Instructions to follow
Turn every line of the material below into a numbered list, leaving out any blank lines.

====

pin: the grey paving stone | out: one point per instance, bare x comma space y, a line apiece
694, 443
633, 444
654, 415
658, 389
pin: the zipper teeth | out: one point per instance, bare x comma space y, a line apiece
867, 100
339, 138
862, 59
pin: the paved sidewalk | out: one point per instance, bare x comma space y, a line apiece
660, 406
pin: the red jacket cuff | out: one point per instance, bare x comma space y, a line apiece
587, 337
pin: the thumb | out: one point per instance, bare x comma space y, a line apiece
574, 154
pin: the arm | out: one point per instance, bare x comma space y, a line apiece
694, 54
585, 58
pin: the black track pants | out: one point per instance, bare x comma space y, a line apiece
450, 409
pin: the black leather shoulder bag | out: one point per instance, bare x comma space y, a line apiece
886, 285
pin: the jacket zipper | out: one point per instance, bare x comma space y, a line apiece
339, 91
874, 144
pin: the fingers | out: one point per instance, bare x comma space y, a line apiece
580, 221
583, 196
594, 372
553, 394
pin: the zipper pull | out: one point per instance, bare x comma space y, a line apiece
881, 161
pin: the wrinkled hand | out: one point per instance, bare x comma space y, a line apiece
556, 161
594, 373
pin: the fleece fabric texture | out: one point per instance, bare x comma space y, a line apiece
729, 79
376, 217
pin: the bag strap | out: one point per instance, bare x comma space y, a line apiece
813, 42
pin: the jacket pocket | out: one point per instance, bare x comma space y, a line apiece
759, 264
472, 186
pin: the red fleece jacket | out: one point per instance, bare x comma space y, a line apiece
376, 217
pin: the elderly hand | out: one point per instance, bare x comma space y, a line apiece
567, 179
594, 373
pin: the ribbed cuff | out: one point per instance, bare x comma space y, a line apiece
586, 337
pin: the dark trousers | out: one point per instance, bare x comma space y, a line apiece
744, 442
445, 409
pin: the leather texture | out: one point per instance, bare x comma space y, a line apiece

====

Task response
1. pin: the grey paving stone | out: one point per instance, bare x comma space y, a line apiece
2. 694, 443
3. 633, 444
4. 654, 415
5. 658, 389
6. pin: the zipper teeth | out: one point per instance, bare x comma space y, a line apiece
7. 867, 100
8. 339, 138
9. 862, 59
10. pin: the paved sidewalk | out: one point per instance, bare x comma space y, a line apiece
11. 660, 406
12. pin: the red jacket cuff | out: one point per instance, bare x comma space y, a line apiece
13. 587, 337
14. pin: the thumb | out: one point per instance, bare x comma space y, a line apiece
15. 574, 154
16. pin: the arm | out: one point per instance, bare x comma space y, a line apiece
17. 694, 54
18. 585, 58
19. pin: the black track pants | out: one point per instance, bare x comma space y, a line apiece
20. 450, 409
21. pin: the black leather shoulder bag | out: one point per instance, bare x comma space y, a line apiece
22. 886, 285
23. pin: the jacket zipper | out: one point per instance, bare x comma space y, a line apiece
24. 339, 91
25. 874, 144
26. pin: the fingers | out: one point per instance, bare x comma space y, a line apiece
27. 580, 221
28. 583, 196
29. 594, 372
30. 553, 394
31. pin: the zipper pull | out: one point per instance, bare x comma space y, a line apiece
32. 881, 161
33. pin: the wrinkled hand | out: one point per instance, bare x comma space y, a line apiece
34. 556, 161
35. 594, 373
36. pin: the fleece fabric texture | out: one point per instance, bare x comma space y, a line apiece
37. 729, 79
38. 376, 217
39. pin: the bag strap | out: one point per instance, bare x comma space y, a line apiece
40. 813, 42
41. pin: the jacket pocket | out: one point per instance, bare x comma space y, a line apiece
42. 759, 264
43. 472, 186
44. pin: the red fleece jacket | out: one point per instance, bare x comma space y, a line apiece
45. 376, 217
46. pin: the elderly hand | out: one point per instance, bare x comma space y, a line apiece
47. 567, 179
48. 594, 373
49. pin: the ribbed cuff | out: one point per instance, bare x comma space y, a line apiece
50. 586, 337
51. pin: the dark trousers | out: one point per instance, bare x comma space y, a line apiece
52. 744, 442
53. 445, 409
54. pin: the leather texture | out: one point per instance, bare x comma space y, a line apiece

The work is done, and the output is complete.